En la Reserva Natural Quebrada de los Cóndores nos aproximamos al desafiante vuelo de estas majestuosas aves, dejándonos sorprender por la armonía del paisaje y la amabilidad de la gente de la zona.
Los primeros rayos del alba se asoman en el horizonte. A gran velocidad salimos de la capital de La Rioja. Dejamos atrás la Ruta Nac. Nº 38 y empalmamos la Ruta Pcial. Nº 26 hasta la localidad de Tama. Del brillo del lucero sólo quedan algunos vestigios y ya en el amanecer mismo irrumpen ante nuestra mirada los llanos riojanos, aquellos que vieron nacer a Facundo Quiroga, de ahí que a este caudillo devenido en mito se lo conoció con el apodo de “el tigre de los llanos”.
Tomamos un camino de ripio consolidado que nos conduce hasta Pacatala. La ansiedad por llegar hasta el cordón de la Sierra de los Quinteros, donde se encuentra la Reserva Natural Quebrada de los Cóndores, el lugar donde comienza nuestra travesía, es contenida por Álvaro –nuestro guía– que con su simpatía y conocimientos sobre botánica nos describe con notable exactitud los ejemplares que se van sucediendo.
Pasamos frente a la “lagunita”, un pequeño espejo de agua rodeado por rocas de granito negro, rosado y gris utilizado como bebedero por muchos corderos, ovejas y cabritos. El zigzagueante camino asciende con una suavidad milimétrica hasta llegar a una extensa meseta.
Entre gigantescas rocas y jarillas se yerguen tupidos ejemplares de algarrobos, quebrachos, chañares y molles, propios de las zonas áridas.
A lo lejos se divisan algunos lugareños a caballo acompañados de sus fieles perros que los ayudan en la labor de arrear el ganado caprino.
• • • •
### Consigna a
Según el texto sobre la Quebrada de los Cóndores, ¿con qué apodo se conoció a Facundo Quiroga?

### Material de práctica
• • • •
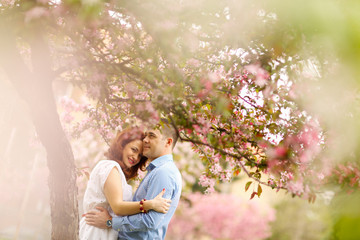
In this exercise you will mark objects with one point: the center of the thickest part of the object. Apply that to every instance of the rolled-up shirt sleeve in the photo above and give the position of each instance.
(152, 219)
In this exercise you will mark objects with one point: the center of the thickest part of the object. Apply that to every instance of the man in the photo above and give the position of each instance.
(162, 173)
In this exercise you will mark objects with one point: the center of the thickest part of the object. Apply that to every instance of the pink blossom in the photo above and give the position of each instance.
(262, 75)
(35, 13)
(230, 218)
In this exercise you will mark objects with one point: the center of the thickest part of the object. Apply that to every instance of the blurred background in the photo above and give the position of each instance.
(323, 33)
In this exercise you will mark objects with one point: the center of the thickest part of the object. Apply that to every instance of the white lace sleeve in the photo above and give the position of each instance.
(104, 170)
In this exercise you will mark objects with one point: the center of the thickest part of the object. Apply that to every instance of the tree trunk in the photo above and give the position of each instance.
(35, 87)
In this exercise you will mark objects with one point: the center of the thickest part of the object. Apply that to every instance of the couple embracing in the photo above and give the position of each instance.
(111, 212)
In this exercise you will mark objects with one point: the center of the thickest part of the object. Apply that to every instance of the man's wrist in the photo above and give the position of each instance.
(109, 222)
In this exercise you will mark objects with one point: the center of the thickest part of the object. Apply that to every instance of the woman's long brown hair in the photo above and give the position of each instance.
(115, 151)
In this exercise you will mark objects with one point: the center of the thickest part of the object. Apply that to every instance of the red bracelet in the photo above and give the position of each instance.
(142, 206)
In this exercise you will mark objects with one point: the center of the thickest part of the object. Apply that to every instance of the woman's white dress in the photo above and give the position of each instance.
(94, 197)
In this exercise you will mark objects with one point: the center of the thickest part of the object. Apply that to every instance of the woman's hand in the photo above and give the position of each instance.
(158, 204)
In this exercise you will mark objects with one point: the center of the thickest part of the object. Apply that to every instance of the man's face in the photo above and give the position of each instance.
(154, 144)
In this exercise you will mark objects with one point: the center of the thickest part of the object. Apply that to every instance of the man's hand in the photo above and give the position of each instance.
(97, 218)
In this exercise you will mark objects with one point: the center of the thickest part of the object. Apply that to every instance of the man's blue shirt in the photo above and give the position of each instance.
(162, 173)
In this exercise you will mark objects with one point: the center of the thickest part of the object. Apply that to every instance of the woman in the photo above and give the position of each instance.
(108, 188)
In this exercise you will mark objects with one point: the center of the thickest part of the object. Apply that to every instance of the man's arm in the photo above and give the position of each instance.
(152, 219)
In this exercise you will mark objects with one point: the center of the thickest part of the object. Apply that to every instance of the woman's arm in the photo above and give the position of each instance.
(113, 193)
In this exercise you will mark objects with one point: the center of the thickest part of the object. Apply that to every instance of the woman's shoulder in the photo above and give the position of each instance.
(105, 164)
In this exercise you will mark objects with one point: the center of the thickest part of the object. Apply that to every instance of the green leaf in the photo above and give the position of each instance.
(247, 186)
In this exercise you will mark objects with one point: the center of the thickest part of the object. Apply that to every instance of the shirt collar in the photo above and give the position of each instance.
(159, 161)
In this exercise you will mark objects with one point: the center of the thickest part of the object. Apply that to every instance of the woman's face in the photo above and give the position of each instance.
(132, 153)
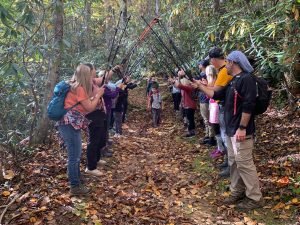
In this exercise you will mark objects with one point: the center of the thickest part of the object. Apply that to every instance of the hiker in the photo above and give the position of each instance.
(211, 74)
(119, 109)
(110, 93)
(204, 105)
(129, 86)
(239, 103)
(217, 59)
(189, 104)
(176, 96)
(74, 121)
(96, 128)
(155, 104)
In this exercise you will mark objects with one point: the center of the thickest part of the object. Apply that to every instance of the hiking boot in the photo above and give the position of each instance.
(211, 141)
(249, 204)
(79, 190)
(190, 134)
(233, 199)
(101, 162)
(216, 154)
(225, 173)
(223, 165)
(204, 140)
(94, 172)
• • • •
### Consigna b
Reproduce todas las filas del material de práctica, desde la que contiene "of the hiker" hasta el final de las filas, ambas incluidas y sin omitir ninguna. Multiplica por 0,6 cada coordenada de las respuestas y redondea al entero más cercano, con las mitades hacia arriba.

### Resultado a
Como "el tigre de los llanos".

### Resultado b
In this exercise you will mark objects with one point: the center of the thickest part of the object. Apply that to every instance of the hiker in the photo above and give the position of each instance.
(127, 44)
(71, 65)
(66, 56)
(122, 63)
(77, 52)
(143, 62)
(130, 35)
(113, 62)
(106, 58)
(44, 73)
(58, 77)
(93, 62)
In this exercise you will mark objects with one point: the center of the thickest part of the object. Apply that to every instance of the hiking boot in the photo above and give the position of each instance.
(127, 85)
(149, 122)
(47, 114)
(114, 80)
(140, 119)
(61, 97)
(130, 92)
(135, 104)
(134, 99)
(122, 84)
(56, 103)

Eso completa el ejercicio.